Segment Start: RECORDS PROVIDED
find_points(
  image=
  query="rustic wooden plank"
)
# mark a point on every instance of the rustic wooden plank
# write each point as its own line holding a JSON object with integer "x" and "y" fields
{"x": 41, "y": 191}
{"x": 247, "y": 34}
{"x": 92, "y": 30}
Segment End: RECORDS PROVIDED
▶ EXERCISE: Each line in the listing above that includes "wooden" is to be copied.

▶ EXPECTED OUTPUT:
  query="rustic wooden plank"
# mark a point on every instance of the rustic wooden plank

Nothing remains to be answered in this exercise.